_Quoted passage:_

In my case, I wanted some parts of my design to be really fast and to save as much clock cycle as possible. Lets say I have a Core with 10 inputs. This core carries out some calculations on these 10 inputs. So instead of reading the 10 inputs in 10 different clock cycles (one clock cycle for each input to be read form the BRAM), I implemented 10 different Brams and I read the 10 Inputs from the 10 different BRAMs in one clock cycle (saving 9 clock cycles).
I dun actually get the question, however the write width is the number of bits you write in one clock cycle to one memory location (one memory location size in bits) the write depth is the size of the whole memory you are implementing
lets assume you want to save 1KB of data in memory organized as 1 byte at a time (based on ur application..might be 2 bytes in one memory location):
case: 1KB of data and 1 Byte at a time
write width: 1 Byte = 8 bits..so you write 8 in the Write Width box
write depth: 1K = 1024 location..so you write 1024 in the Write Depth box
case: 1KB of data and 2 Bytes at a time
write width: 2 Bytes = 16 bits..so you write 16 in the Write Width box
write depth: 1K = 1024 location..but each location has 2 bytes..so you need 1024/2 = 512 locations..so you write 512 in the write depth box
so again I believe its all based on what do you want to implement and how do you want to access it.

_Collected material:_
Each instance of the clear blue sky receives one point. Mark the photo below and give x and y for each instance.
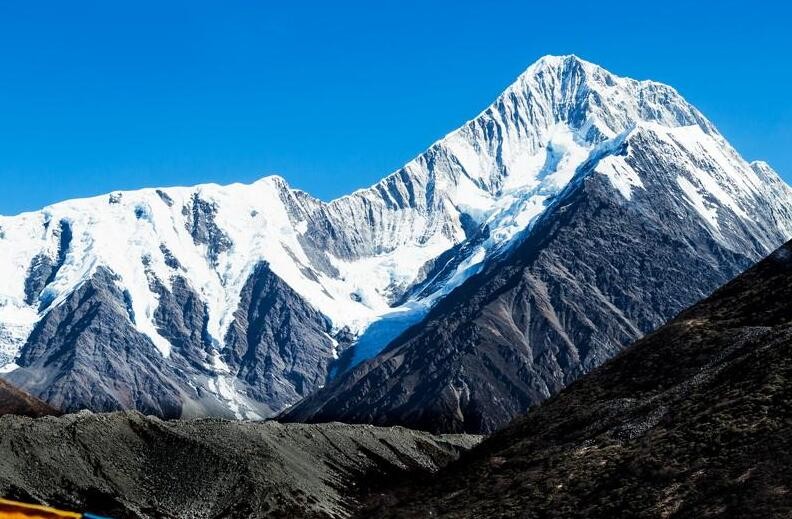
(97, 96)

_Objective 1:_
Please answer these from the BRAM post:
(a) How many clock cycles does reading the 10 inputs from 10 separate BRAMs save?
(b) What number goes in the Write Width box when 1KB of data is stored 2 bytes at a time?
(c) In that same 2-byte case, what number goes in the write depth box?
_Objective 2:_
Duplicate the stretch of the BRAM post from "In my case, I" through "9 clock cycles).".

_Expected answer 1:_
(a) 9 clock cycles
(b) 16
(c) 512

_Expected answer 2:_
In my case, I wanted some parts of my design to be really fast and to save as much clock cycle as possible. Lets say I have a Core with 10 inputs. This core carries out some calculations on these 10 inputs. So instead of reading the 10 inputs in 10 different clock cycles (one clock cycle for each input to be read form the BRAM), I implemented 10 different Brams and I read the 10 Inputs from the 10 different BRAMs in one clock cycle (saving 9 clock cycles).